» INSTRUCTION
Summarize the article on the 1986 French Polynesian legislative election in two sentences.

» TEXT SEGMENT

================

1986 French Polynesian legislative election
- All 30 seats in the Territorial Assembly 15 seats needed for a majority
- This lists parties that won seats. See the complete results below.
| Party |  | Leader | Vote % | Seats | +/– |
|  | Tāhōʻēraʻa Huiraʻatira | Gaston Flosse | 40.11 | 22 | +9 |
|  | Amuitahira'a no Porinitia |  | 16.77 | 5 | New |
|  | Here Ai'a | Jean Juventin | 13.92 | 5 | −1 |
|  | Ia Mana |  | 8.23 | 3 | 0 |
|  | Tāvini Huiraʻatira | Oscar Temaru | 6.40 | 2 | New |
|  | Other parties | – | 14.56 | 4 |  |

= 1986 French Polynesian legislative election =

Legislative elections were held in French Polynesia on 16 March 1986 for the Territorial Assembly. The result was a victory for Tāhōʻēraʻa Huiraʻatira, which won 22 of the 41 seats. Its leader Gaston Flosse remained President of the Government.

==Background==
Elections had been due to be held in 1987 at the end of the five-year term of the Assembly elected in 1982. However, in 1985 the government and opposition asked the French Council of Ministers for early elections be held. The request was approved and the Assembly was dissolved on 23 December. Prior to its dissolution, the Assembly adopted an amended electoral law increasing the number of seats from 30 to 41 and introducing an electoral threshold of 5%. Lists were also required to have two more candidates than the number of seats in the constituency to provide replacements and avoid the need for by-elections.

================

» DATASET EXCERPTS
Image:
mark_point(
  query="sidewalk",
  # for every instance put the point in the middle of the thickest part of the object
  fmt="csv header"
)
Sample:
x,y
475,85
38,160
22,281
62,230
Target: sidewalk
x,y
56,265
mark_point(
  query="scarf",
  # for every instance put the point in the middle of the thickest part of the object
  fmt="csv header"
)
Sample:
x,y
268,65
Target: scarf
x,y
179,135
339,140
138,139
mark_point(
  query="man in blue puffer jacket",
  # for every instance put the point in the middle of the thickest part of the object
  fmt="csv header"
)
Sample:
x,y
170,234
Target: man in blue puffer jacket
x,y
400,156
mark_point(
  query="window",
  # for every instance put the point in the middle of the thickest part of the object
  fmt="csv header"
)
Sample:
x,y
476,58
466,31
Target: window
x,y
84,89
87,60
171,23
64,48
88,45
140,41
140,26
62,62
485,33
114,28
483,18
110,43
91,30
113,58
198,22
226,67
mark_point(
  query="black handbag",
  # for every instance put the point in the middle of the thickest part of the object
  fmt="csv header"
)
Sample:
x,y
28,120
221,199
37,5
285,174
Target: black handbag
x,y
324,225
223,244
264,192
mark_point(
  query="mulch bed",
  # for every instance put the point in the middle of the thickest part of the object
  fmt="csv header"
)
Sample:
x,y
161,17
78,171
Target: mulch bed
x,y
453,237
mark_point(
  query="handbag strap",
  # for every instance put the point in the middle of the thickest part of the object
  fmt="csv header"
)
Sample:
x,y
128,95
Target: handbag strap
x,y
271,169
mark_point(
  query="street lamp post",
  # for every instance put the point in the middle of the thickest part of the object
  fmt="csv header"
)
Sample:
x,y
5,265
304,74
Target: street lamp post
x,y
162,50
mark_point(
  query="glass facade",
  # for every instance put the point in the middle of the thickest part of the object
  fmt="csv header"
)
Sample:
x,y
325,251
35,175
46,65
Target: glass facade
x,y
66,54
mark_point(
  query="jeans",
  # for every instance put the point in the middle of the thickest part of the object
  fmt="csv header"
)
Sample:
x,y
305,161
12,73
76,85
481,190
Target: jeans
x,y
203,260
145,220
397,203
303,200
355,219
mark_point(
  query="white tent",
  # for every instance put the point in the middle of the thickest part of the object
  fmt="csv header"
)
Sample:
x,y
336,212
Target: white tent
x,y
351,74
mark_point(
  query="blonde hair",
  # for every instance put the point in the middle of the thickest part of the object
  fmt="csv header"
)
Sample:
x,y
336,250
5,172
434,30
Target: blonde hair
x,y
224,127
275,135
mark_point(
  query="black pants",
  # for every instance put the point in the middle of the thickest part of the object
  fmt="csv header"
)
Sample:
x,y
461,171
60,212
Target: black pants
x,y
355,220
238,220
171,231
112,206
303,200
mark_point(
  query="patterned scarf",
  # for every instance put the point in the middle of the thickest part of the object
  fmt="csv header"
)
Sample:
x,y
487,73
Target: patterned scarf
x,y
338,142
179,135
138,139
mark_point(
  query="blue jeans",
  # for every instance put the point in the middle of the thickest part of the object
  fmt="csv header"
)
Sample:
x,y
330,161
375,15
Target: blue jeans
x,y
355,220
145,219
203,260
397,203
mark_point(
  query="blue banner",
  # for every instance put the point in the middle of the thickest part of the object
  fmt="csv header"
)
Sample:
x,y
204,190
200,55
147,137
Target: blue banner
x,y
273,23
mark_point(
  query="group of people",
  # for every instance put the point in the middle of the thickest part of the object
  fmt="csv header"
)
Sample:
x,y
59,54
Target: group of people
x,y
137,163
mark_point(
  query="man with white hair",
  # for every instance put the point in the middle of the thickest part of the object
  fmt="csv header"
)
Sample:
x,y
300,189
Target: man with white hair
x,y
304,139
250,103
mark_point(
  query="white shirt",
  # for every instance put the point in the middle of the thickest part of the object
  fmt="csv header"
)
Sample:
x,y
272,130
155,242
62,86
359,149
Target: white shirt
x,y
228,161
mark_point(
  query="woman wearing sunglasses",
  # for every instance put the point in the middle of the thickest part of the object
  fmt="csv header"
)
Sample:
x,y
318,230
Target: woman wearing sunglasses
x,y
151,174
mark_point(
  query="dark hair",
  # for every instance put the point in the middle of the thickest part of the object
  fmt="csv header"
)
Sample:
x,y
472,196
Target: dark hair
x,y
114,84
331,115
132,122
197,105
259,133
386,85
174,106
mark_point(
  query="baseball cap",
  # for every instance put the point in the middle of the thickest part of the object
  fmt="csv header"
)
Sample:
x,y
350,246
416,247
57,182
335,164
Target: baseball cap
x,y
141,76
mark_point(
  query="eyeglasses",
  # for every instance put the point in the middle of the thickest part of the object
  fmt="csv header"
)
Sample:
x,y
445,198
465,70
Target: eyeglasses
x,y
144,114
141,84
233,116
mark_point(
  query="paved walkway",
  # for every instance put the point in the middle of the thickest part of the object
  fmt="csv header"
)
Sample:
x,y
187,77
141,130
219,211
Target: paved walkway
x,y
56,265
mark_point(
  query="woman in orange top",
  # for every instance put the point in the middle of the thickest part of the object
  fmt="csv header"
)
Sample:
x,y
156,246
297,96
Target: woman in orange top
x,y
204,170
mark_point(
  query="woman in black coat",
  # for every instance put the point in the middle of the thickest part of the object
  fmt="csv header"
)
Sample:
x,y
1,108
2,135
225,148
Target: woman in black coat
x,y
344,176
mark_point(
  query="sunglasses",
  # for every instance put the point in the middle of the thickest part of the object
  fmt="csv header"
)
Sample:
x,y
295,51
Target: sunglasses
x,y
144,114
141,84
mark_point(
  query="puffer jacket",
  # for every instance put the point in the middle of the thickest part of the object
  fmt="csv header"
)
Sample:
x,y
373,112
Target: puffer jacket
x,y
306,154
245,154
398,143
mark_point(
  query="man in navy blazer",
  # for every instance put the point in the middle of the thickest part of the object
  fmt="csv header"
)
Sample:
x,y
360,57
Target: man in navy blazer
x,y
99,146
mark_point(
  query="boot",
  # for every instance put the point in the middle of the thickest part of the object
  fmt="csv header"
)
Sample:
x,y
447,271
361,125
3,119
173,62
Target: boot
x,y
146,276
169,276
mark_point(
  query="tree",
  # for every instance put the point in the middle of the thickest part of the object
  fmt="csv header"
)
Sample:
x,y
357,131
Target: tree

================

» TASK ANSWER
Legislative elections for French Polynesia's Territorial Assembly were held on 16 March 1986, ahead of their 1987 due date, after the government and opposition asked for early elections in 1985 and the Assembly was dissolved on 23 December. Tāhōʻēraʻa Huiraʻatira won 22 of the 41 seats under an amended electoral law that had raised the seat count from 30 to 41 and introduced a 5% threshold, and its leader Gaston Flosse remained President of the Government.